___ RECORDS SHOWN

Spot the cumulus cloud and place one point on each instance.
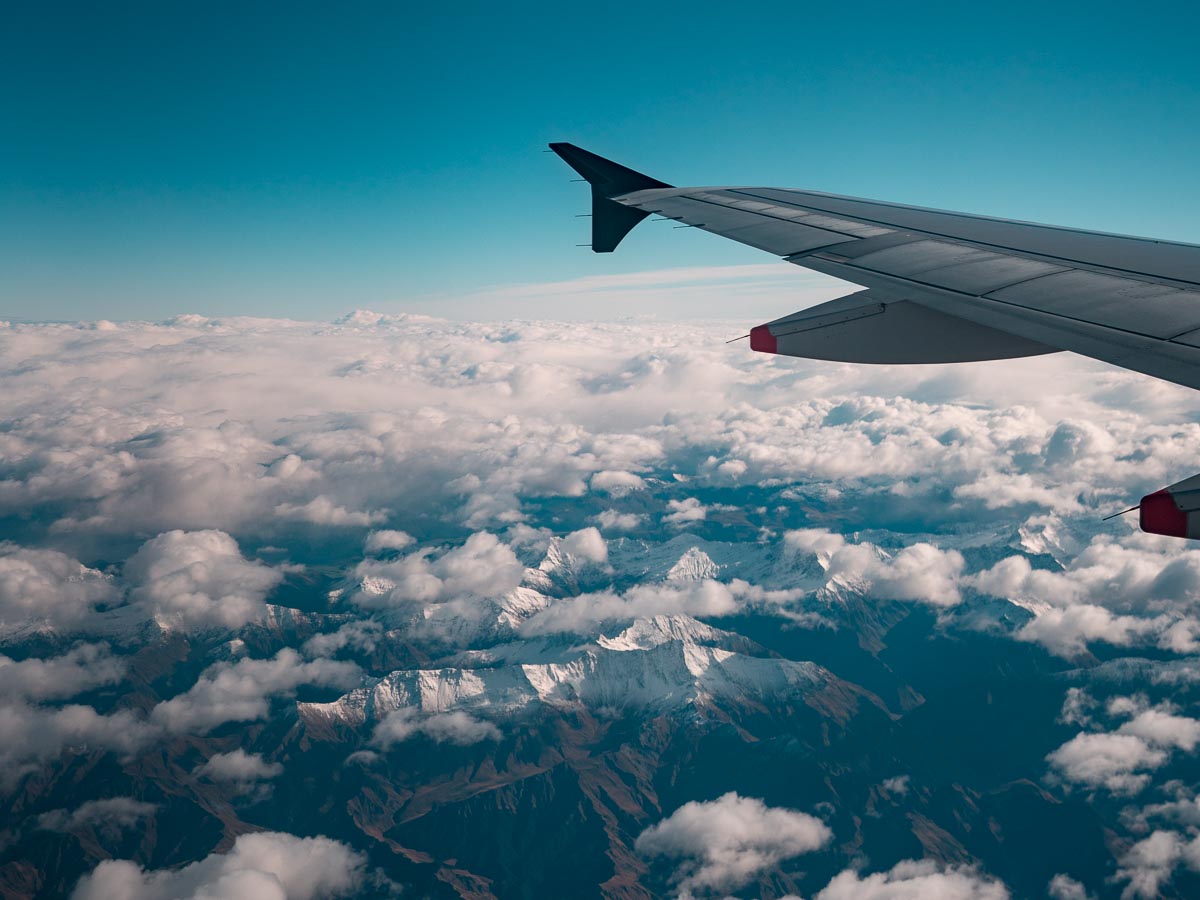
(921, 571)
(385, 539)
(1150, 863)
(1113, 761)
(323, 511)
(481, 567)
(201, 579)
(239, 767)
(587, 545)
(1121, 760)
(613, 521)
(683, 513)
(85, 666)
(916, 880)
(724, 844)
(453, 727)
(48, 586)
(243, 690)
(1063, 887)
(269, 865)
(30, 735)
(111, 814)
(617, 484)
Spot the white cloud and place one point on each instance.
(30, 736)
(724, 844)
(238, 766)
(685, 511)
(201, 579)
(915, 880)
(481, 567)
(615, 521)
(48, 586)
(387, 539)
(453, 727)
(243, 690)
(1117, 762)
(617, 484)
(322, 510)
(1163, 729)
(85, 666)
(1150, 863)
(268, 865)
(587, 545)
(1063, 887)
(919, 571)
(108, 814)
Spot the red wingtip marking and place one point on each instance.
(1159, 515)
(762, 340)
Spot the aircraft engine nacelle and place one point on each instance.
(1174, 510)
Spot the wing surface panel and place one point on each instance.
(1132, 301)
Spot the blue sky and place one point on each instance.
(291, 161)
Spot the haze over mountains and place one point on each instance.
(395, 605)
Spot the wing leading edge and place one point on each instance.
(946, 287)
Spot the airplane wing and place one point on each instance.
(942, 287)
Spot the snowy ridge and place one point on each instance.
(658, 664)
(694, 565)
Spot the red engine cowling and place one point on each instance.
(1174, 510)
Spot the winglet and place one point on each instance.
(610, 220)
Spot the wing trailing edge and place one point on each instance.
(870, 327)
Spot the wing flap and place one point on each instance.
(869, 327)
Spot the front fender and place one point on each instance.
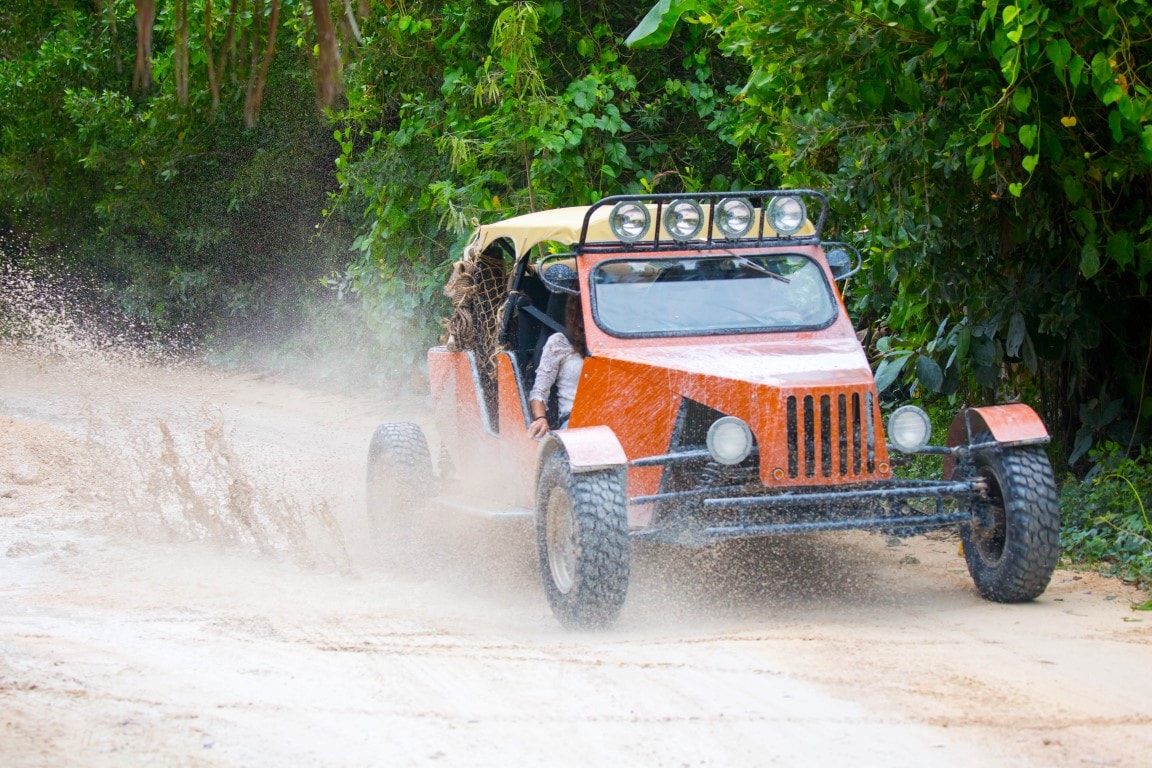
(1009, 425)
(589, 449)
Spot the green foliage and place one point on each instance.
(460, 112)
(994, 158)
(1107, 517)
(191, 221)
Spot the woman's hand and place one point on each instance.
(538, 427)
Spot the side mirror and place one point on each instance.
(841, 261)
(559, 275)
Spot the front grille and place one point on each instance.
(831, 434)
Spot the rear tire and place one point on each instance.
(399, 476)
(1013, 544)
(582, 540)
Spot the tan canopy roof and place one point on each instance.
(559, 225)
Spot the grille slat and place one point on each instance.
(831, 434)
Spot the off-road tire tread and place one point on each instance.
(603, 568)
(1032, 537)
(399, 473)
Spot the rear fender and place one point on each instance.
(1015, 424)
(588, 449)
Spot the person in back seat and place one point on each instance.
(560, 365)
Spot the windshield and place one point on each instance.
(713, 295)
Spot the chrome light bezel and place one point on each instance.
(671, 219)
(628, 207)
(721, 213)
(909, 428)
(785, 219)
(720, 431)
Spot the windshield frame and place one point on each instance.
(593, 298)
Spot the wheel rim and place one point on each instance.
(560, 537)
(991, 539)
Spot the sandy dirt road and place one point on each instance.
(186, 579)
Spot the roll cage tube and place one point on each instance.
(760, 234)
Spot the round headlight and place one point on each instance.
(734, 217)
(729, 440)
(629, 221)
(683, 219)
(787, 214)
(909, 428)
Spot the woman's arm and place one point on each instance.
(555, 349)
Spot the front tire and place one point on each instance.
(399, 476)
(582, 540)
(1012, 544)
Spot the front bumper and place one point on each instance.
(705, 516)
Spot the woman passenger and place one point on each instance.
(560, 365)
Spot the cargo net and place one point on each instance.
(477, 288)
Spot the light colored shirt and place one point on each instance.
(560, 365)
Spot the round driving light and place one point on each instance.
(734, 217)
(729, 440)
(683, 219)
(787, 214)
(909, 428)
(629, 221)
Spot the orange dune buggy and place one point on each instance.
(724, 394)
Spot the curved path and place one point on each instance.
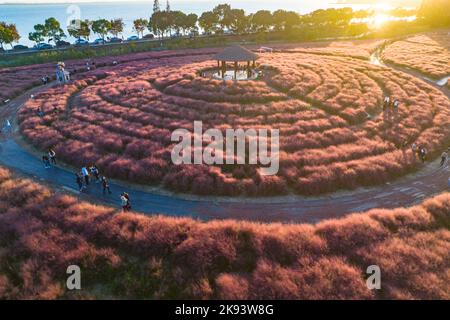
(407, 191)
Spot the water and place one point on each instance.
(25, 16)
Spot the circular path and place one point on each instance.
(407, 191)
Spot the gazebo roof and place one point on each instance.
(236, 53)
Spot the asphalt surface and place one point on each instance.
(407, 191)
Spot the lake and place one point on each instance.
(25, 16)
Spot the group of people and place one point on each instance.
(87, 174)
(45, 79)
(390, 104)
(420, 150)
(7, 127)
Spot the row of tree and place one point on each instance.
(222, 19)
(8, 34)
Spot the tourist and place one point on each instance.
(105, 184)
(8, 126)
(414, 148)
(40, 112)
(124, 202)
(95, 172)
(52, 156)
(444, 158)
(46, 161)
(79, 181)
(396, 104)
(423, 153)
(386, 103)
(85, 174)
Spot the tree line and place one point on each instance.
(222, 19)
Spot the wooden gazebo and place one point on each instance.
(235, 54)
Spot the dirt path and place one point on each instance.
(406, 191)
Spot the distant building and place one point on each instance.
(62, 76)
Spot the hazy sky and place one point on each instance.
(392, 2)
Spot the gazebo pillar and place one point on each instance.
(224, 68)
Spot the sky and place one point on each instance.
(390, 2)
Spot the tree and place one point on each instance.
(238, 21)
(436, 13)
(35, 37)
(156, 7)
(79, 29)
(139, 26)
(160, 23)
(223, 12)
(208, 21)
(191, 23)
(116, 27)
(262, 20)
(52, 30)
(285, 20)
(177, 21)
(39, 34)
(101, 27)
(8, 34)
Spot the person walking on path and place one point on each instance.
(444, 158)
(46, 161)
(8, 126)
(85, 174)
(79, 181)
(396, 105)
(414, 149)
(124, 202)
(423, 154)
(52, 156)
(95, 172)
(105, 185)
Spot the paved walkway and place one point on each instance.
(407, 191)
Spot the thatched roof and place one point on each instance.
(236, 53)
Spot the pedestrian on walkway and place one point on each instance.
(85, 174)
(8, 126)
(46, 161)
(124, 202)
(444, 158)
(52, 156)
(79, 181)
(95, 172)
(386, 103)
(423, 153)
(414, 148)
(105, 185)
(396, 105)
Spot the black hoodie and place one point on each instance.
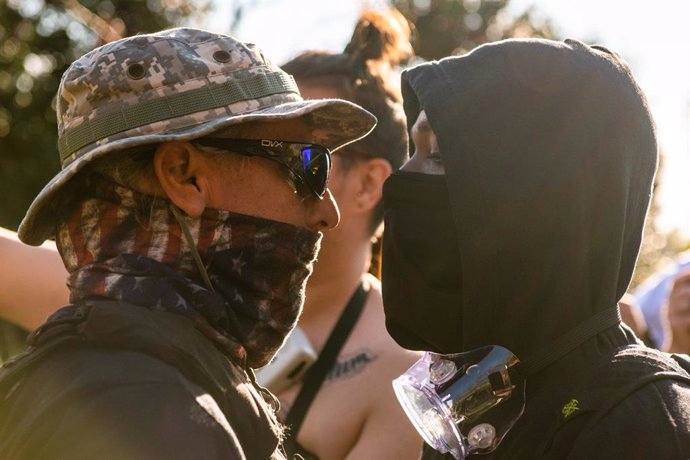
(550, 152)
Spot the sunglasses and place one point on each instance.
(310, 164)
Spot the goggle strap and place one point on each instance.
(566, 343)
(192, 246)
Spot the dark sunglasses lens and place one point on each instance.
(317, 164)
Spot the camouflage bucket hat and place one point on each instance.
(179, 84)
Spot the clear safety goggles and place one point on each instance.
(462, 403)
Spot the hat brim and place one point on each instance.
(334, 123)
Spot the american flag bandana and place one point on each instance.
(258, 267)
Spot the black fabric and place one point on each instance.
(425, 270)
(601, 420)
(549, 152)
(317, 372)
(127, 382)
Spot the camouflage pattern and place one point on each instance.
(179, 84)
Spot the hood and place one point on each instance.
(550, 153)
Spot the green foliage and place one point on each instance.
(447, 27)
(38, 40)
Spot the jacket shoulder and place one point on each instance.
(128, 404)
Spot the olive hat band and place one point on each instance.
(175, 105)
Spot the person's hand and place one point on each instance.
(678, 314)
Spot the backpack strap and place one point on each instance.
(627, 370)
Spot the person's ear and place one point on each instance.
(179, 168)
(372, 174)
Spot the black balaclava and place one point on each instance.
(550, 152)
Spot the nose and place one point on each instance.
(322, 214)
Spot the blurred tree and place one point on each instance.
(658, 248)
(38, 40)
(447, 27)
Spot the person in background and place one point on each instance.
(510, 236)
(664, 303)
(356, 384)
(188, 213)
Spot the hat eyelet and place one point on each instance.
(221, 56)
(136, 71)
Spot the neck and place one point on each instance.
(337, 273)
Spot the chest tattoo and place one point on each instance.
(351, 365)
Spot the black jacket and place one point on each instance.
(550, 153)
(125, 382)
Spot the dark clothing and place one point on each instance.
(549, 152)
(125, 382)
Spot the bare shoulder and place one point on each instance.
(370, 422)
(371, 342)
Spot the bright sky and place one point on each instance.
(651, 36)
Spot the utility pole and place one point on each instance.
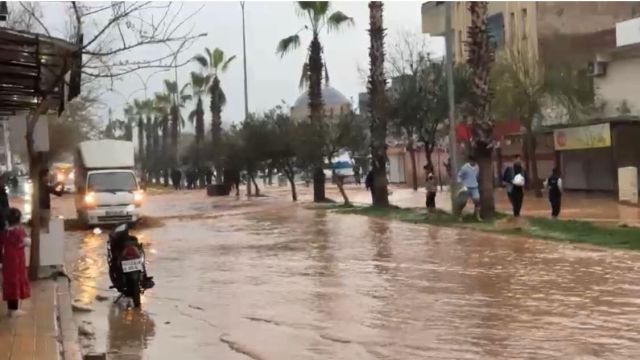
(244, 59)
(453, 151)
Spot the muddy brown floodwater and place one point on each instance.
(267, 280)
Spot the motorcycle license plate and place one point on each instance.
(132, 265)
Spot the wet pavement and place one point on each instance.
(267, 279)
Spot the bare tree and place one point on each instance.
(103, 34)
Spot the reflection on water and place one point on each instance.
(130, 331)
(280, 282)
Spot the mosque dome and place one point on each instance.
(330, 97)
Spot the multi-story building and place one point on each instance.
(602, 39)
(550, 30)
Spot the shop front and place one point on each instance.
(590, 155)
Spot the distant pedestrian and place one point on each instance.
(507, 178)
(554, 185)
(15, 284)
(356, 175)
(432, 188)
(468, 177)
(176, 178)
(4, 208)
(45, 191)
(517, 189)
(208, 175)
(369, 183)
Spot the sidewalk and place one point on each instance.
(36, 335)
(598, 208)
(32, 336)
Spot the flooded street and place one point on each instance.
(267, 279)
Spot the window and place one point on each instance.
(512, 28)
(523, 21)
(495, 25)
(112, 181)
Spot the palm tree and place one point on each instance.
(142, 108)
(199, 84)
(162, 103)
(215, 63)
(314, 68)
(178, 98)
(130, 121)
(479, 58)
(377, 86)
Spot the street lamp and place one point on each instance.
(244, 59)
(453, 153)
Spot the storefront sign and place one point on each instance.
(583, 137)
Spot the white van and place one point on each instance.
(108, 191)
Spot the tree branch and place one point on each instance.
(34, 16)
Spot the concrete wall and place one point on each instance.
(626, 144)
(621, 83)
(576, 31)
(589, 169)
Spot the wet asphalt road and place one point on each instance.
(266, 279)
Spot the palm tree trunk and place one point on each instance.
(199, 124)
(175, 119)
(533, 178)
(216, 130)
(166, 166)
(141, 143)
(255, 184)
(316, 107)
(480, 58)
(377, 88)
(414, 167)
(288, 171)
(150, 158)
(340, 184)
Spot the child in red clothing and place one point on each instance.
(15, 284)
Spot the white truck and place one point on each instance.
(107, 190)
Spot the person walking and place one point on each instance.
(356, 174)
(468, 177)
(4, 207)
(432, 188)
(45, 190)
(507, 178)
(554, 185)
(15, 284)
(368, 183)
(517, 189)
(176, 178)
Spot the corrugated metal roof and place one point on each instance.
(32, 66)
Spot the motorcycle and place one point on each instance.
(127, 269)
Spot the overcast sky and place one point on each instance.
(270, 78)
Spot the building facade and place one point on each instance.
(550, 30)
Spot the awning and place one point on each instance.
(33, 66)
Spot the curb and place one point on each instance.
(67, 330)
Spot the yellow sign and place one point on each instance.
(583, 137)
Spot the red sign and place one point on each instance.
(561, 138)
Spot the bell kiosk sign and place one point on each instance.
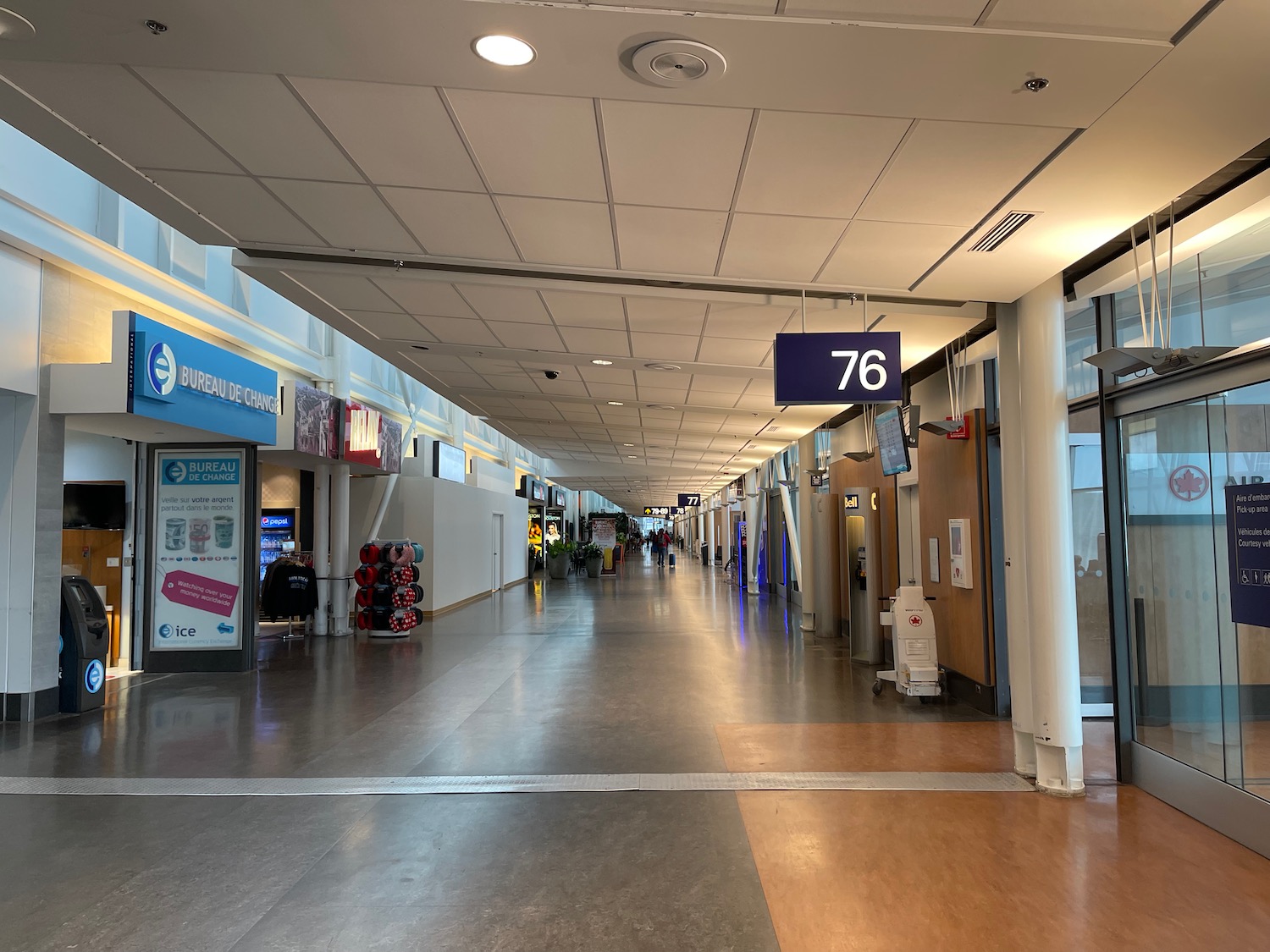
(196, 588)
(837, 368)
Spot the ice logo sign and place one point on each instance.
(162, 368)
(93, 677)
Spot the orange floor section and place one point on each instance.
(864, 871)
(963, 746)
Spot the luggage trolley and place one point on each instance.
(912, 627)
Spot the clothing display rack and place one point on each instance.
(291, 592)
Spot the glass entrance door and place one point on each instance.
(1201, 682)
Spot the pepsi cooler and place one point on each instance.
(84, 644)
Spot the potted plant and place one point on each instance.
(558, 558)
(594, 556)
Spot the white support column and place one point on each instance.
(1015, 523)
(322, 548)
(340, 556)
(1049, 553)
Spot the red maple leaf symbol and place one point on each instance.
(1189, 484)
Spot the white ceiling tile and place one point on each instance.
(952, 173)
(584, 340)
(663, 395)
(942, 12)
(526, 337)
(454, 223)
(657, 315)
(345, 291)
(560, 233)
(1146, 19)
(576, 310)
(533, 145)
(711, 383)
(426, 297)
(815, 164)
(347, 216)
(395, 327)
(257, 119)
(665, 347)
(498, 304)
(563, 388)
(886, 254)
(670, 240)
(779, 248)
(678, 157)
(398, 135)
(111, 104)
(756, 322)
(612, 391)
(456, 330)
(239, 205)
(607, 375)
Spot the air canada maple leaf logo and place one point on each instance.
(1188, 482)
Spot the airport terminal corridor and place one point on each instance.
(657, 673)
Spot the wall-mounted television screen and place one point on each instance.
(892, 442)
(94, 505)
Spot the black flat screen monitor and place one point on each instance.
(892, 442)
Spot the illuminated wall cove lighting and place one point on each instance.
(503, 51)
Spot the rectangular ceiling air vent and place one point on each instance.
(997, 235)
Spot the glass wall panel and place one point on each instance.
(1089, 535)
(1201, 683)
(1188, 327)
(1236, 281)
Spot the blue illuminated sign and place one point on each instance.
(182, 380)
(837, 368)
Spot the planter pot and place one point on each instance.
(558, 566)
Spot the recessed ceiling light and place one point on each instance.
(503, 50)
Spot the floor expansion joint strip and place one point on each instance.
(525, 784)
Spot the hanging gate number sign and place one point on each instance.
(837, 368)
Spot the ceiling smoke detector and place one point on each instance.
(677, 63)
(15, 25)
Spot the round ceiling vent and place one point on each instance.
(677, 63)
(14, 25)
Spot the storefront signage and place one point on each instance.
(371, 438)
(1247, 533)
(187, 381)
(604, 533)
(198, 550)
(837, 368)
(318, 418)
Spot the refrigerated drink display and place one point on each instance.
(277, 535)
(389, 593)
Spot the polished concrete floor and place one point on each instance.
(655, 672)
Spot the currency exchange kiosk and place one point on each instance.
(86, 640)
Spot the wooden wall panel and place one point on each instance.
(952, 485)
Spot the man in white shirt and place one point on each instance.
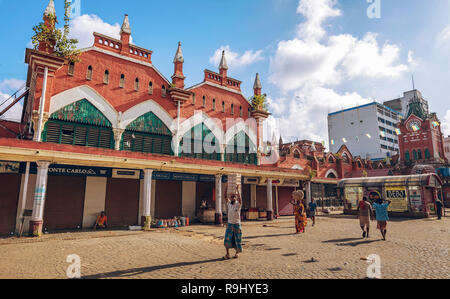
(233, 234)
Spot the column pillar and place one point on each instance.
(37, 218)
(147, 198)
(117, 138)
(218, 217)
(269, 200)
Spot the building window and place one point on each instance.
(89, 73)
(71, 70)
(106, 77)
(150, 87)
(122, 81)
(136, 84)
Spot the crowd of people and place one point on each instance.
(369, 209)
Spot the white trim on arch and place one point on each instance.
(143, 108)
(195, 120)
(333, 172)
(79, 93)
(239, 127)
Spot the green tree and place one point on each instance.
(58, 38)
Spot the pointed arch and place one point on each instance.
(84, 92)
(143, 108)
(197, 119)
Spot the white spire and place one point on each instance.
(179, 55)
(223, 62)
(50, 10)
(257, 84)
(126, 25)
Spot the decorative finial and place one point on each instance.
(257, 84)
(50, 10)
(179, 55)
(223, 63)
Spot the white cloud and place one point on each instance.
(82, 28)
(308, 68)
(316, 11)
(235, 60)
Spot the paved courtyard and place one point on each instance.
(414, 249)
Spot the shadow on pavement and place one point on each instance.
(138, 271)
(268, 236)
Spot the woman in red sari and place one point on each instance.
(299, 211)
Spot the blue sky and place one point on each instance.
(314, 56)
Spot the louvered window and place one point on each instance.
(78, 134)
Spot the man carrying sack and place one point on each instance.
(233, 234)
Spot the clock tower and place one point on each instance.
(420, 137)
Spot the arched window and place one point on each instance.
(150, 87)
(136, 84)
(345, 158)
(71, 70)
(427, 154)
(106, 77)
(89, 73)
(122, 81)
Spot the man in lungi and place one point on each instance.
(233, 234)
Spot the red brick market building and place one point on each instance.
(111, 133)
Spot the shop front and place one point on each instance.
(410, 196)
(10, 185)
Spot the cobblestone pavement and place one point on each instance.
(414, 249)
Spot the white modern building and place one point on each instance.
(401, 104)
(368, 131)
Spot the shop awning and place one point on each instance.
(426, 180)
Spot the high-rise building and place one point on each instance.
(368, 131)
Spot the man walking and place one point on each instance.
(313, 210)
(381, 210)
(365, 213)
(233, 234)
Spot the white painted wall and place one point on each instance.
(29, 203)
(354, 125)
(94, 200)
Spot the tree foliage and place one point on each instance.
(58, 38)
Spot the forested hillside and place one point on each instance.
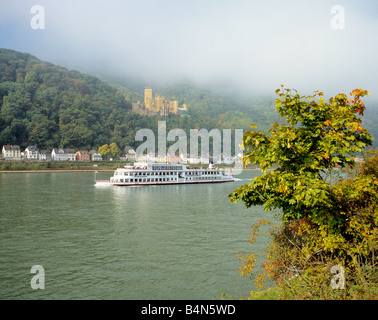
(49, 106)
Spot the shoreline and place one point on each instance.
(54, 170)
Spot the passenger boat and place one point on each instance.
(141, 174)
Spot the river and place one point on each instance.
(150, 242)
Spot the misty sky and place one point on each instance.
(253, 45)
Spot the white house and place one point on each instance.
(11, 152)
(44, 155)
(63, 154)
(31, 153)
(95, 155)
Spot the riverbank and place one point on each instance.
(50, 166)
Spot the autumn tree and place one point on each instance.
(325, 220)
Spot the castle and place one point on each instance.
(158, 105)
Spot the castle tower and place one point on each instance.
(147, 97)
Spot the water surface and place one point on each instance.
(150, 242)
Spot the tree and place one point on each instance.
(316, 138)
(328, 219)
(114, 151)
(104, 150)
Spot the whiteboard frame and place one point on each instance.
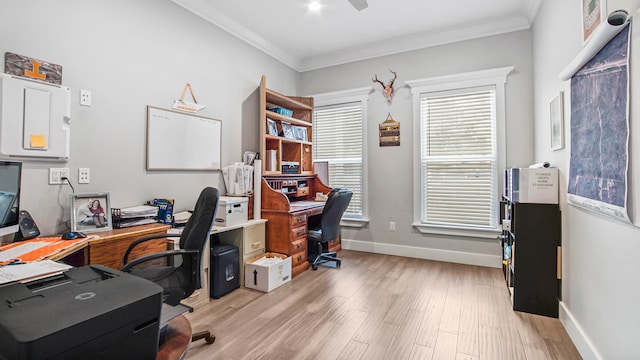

______

Starting with the line that holds "Spot the red brick", repeat exactly every line through the end of the material above, both ends included, without the pictures.

EXERCISE ANSWER:
Spot the red brick market building and place one point on each instance.
(111, 133)
Spot the shop front and place one point on each instance.
(410, 196)
(10, 185)
Spot the cobblestone pavement and place one point on each instance.
(414, 249)
Spot the white modern building and place one point on each instance.
(401, 104)
(368, 131)
Spot the shop awning and place one point on each instance.
(426, 180)
Spot the high-rise building and place one point on each instance.
(368, 131)
Spot the man walking and place one point on each instance.
(313, 210)
(381, 210)
(365, 213)
(233, 234)
Spot the white painted wall and place one point on each instance.
(29, 203)
(354, 125)
(94, 200)
Spot the tree foliage and place one point on each instance.
(58, 38)
Spot the forested hillside and place one point on each instance.
(49, 106)
Spot the shoreline and place one point on each instance.
(54, 170)
Spot the passenger boat and place one point on each instance.
(141, 174)
Spot the river and place one point on each instance.
(150, 242)
Spot the misty sky and place one point on each instance.
(253, 45)
Spot the white house and place one point on each instance.
(11, 152)
(44, 155)
(63, 154)
(31, 153)
(95, 155)
Spot the riverbank and place one point on each instance.
(50, 166)
Spot the autumn tree and place one point on each instance.
(325, 220)
Spot the castle and place one point on each instance.
(158, 105)
Spot the castle tower and place one point on each instance.
(147, 97)
Spot the water surface and place one point on each instance.
(150, 242)
Spot the tree and place one point on each instance.
(316, 138)
(328, 219)
(114, 151)
(104, 150)
Spot the whiteboard frame and place one point on each instance.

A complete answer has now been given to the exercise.